The data below should be repeated exactly and in full.

▶

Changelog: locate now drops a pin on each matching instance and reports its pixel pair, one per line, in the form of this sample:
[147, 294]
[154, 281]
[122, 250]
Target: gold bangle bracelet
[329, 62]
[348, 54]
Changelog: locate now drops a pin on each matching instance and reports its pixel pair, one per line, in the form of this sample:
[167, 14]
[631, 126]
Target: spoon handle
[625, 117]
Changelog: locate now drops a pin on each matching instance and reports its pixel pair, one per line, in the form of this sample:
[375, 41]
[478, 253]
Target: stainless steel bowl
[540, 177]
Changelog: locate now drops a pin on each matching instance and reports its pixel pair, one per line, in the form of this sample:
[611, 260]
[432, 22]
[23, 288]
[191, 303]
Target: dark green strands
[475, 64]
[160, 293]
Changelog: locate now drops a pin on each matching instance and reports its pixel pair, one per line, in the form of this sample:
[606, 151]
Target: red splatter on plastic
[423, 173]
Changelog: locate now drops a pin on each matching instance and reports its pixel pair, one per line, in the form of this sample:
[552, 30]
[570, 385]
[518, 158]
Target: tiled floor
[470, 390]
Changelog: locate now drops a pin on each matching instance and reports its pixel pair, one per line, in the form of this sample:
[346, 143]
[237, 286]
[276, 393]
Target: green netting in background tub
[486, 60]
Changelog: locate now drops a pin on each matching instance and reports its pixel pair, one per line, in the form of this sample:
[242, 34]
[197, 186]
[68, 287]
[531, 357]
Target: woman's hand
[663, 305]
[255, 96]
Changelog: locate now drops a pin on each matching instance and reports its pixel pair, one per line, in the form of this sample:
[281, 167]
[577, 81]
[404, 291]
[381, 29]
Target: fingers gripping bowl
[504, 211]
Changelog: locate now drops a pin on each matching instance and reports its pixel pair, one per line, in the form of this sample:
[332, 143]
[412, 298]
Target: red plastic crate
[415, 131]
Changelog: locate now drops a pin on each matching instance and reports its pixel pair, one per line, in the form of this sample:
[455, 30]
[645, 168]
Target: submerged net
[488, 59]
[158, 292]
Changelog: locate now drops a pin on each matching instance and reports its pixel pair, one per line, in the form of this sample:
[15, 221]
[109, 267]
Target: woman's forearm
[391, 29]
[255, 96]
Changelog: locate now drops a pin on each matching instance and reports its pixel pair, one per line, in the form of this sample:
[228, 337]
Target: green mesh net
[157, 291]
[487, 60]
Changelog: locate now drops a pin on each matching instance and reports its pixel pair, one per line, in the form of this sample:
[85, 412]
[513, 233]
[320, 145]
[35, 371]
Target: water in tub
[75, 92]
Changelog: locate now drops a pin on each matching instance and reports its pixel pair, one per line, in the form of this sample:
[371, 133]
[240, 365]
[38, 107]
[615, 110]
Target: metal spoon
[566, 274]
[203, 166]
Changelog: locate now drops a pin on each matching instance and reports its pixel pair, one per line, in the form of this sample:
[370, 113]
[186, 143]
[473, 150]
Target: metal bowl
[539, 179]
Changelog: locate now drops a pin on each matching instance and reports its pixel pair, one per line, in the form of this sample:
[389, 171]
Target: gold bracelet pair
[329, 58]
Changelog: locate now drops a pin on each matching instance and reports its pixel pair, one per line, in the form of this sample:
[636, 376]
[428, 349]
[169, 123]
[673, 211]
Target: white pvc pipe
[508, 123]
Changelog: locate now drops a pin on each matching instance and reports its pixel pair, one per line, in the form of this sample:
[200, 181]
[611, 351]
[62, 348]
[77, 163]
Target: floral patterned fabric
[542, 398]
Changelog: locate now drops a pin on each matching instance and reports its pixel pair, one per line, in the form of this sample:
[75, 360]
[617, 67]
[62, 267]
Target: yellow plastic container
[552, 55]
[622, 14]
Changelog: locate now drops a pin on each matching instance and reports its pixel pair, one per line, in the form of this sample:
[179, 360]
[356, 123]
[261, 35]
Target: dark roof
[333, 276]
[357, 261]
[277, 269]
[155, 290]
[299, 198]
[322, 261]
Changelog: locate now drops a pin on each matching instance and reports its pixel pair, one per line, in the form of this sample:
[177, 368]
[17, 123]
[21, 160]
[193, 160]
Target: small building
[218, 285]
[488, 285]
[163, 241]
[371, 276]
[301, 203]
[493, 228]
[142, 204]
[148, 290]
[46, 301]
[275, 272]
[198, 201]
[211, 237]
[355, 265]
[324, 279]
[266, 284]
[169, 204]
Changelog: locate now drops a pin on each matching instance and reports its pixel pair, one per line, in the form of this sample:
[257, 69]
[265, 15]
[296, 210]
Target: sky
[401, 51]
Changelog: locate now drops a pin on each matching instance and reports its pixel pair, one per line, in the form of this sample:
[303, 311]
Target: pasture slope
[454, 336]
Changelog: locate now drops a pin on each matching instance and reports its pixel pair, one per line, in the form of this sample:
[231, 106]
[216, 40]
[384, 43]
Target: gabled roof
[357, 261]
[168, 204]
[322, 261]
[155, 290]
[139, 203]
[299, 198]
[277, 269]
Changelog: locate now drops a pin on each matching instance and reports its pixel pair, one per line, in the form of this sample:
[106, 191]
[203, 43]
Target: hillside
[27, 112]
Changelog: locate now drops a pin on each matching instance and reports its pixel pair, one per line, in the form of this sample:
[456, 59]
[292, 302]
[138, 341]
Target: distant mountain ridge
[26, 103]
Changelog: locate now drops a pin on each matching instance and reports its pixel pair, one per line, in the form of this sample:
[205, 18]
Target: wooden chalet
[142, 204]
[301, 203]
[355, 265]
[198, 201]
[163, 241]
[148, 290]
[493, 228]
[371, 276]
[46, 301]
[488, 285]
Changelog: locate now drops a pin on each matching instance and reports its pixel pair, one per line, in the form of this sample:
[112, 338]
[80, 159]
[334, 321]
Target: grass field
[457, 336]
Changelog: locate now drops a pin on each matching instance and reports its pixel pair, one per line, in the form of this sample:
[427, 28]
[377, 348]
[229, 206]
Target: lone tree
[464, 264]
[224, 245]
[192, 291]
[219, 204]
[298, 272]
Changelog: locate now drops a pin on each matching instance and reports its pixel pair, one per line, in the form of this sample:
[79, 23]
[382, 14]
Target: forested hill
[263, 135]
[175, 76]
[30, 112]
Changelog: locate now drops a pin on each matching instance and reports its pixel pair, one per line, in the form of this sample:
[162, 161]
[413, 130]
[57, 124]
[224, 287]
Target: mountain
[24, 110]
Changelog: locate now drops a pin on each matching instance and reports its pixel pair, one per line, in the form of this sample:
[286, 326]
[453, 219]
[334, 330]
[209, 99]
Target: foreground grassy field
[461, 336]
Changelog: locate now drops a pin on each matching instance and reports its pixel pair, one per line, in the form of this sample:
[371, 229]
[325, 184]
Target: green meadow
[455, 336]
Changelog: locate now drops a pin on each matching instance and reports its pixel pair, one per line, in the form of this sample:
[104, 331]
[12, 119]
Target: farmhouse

◀

#### ANSWER BOX
Changelog: locate now drops a pin on each matching instance and reports its pixel pair, one per line, in the form of this sample:
[147, 294]
[154, 281]
[122, 250]
Target: gold bangle bracelet
[329, 62]
[348, 54]
Changelog: locate now drops a pin on each matching instance and reports its pixel pair, one per line, in the form of this sample:
[167, 14]
[631, 126]
Target: spoon handle
[625, 117]
Changelog: locate now drops a pin on each matching instance and reports its pixel pair, one per line, in the form of this sample:
[375, 41]
[478, 253]
Target: stainless steel bowl
[540, 177]
Changelog: locate now drops a pin on each matching instance and reports its pixel pair, one per line, in the form of this sample:
[611, 260]
[432, 22]
[23, 288]
[191, 303]
Target: dark green strands
[475, 64]
[160, 293]
Changelog: locate now drops a pin on each matching instance and reports its pixel pair, one per line, in the form of this sample:
[606, 151]
Target: red splatter on plastic
[423, 173]
Changelog: locate now drops a pin on each matching instance and reports its pixel pair, one per line, in the form of this sample:
[552, 30]
[570, 385]
[518, 158]
Target: tiled floor
[470, 390]
Changelog: locate now drops a pin on each matching instance and reports its pixel pair, one per line, in the form of this sample:
[346, 143]
[237, 286]
[276, 393]
Target: green netting in background tub
[486, 60]
Changelog: locate now drops a pin on each matching instance and reports its pixel pair, one per line, in the form of this sample:
[242, 34]
[197, 186]
[68, 287]
[531, 357]
Target: woman's hand
[663, 305]
[255, 96]
Changelog: locate now drops a pin on each matching instance and reports its pixel pair, one per line, in the form of this sample:
[281, 167]
[577, 81]
[404, 291]
[381, 29]
Target: fingers gripping bowl
[504, 211]
Changelog: locate now drops a pin on each matching instance and reports its pixel pair, one per line, in the form of this sample:
[332, 143]
[412, 298]
Target: red plastic crate
[415, 131]
Changelog: locate now drops a pin on each matching instance and reports its pixel pair, one per line, in the form of this sample:
[455, 30]
[645, 168]
Target: submerged net
[488, 59]
[158, 292]
Changelog: locate now drops a pin on each matching instance and reports its pixel pair, one per line, in the form of this sample:
[15, 221]
[109, 267]
Target: woman's forearm
[391, 29]
[255, 96]
Changelog: locate now drops a pin on each matching instance and reports its pixel pair, one per line, in the form of this sample:
[228, 337]
Target: green mesh net
[157, 291]
[487, 60]
Changelog: locate now drops a pin on each matching instance and reports its pixel pair, one per line, in the form of this sample:
[85, 412]
[513, 233]
[320, 145]
[35, 371]
Target: water in tub
[75, 92]
Changelog: locate now drops a pin on each matching instance and reports its pixel pair, one per line, in the form of this sample:
[371, 133]
[240, 365]
[38, 107]
[615, 110]
Target: metal spoon
[566, 274]
[203, 166]
Changelog: locate now drops a pin on each matching instance and reports its pixel pair, one per line, in the form of this sample:
[370, 113]
[186, 143]
[473, 150]
Target: metal bowl
[539, 179]
Changelog: locate now drops a pin on each matching instance and reports its pixel pair, one per line, in the form of this sample:
[389, 171]
Target: gold bracelet pair
[329, 58]
Changelog: locate now drops a pin on each matching instance and reports its pixel pair, one per line, in the form of this sample:
[636, 376]
[428, 349]
[169, 123]
[673, 211]
Target: white pvc pipe
[508, 123]
Changelog: locate now drops a pin on each matching instance and reports its pixel pair, one per line, in the form of this sample:
[200, 181]
[611, 351]
[62, 348]
[77, 163]
Target: floral patterned fabric
[542, 398]
Changelog: locate now drops a pin on each matching instance and reports its pixel pair, one per line, in the form of this sample:
[75, 360]
[617, 67]
[62, 267]
Target: yellow plastic container
[552, 55]
[622, 14]
Changelog: locate now drops a pin on each matching instance and reports its pixel pair, one per line, in the form of this sample:
[179, 360]
[356, 123]
[261, 35]
Target: dark roof
[333, 276]
[357, 261]
[277, 269]
[155, 290]
[299, 198]
[322, 261]
Changelog: locate now drops a pin on each matching instance and reports its pixel pair, one per line, in the form of this sample:
[177, 368]
[17, 123]
[21, 160]
[193, 160]
Target: small building
[218, 285]
[488, 285]
[163, 241]
[371, 276]
[301, 203]
[493, 228]
[142, 204]
[148, 290]
[46, 301]
[275, 272]
[198, 201]
[211, 237]
[355, 265]
[324, 279]
[266, 284]
[169, 204]
Changelog: locate now drops a pin on each matching instance and reports its pixel pair, one per line, in the form of this sample:
[257, 69]
[265, 15]
[296, 210]
Target: sky
[401, 51]
Changelog: locate now drops a pin on each matching instance and reports its pixel pair, one per line, in the form of this sample:
[303, 311]
Target: pasture slope
[454, 336]
Changelog: locate now drops a pin on each matching instance and reports its pixel pair, one per line, in the form of this sample:
[231, 106]
[216, 40]
[384, 43]
Target: gabled roof
[357, 261]
[168, 204]
[322, 261]
[155, 290]
[139, 203]
[299, 198]
[277, 269]
Changelog: locate now drops a pin on each matching instance and reports its pixel pair, one per line, in the form of this sample:
[106, 191]
[203, 43]
Target: hillside
[27, 112]
Changelog: locate now drops a pin on each matching instance and reports its pixel pair, one per line, in the form of this sample:
[456, 59]
[292, 302]
[138, 341]
Target: distant mountain ridge
[26, 103]
Changelog: locate now drops a pin on each matching instance and reports its pixel pair, one per line, in the form of this sample:
[205, 18]
Target: wooden chalet
[142, 204]
[301, 203]
[355, 265]
[198, 201]
[163, 241]
[148, 290]
[493, 228]
[371, 276]
[46, 301]
[488, 285]
Changelog: locate now drops a pin on each matching instance and reports its pixel pair, one per line, in the form of this sample:
[112, 338]
[80, 159]
[334, 321]
Target: grass field
[457, 336]
Changelog: locate now drops a pin on each matching instance and reports its pixel pair, one per line, in the form of this sample:
[427, 28]
[377, 348]
[229, 206]
Target: lone tree
[464, 264]
[224, 245]
[192, 291]
[219, 204]
[298, 272]
Changelog: locate now drops a pin on each matching instance and reports its pixel pair, one per line, in the form of this sample:
[79, 23]
[382, 14]
Target: forested hill
[263, 135]
[175, 76]
[30, 112]
Changelog: locate now drops a pin on each matching instance and reports its pixel pair, one per line, in the form of this sample:
[162, 161]
[413, 130]
[57, 124]
[224, 287]
Target: mountain
[24, 110]
Changelog: locate now drops a pin on each matching instance and reports its pixel pair, one per line, in the form of this sample:
[286, 326]
[453, 219]
[334, 330]
[209, 99]
Target: foreground grassy field
[461, 336]
Changelog: locate now drops a pin on each matching instance and reports its pixel pair, one per line, in the form of this sample:
[371, 229]
[325, 184]
Target: green meadow
[455, 336]
Changelog: locate now drops a pin on each matching instance and reports its pixel pair, one per line, in the form of this sample:
[104, 331]
[12, 119]
Target: farmhouse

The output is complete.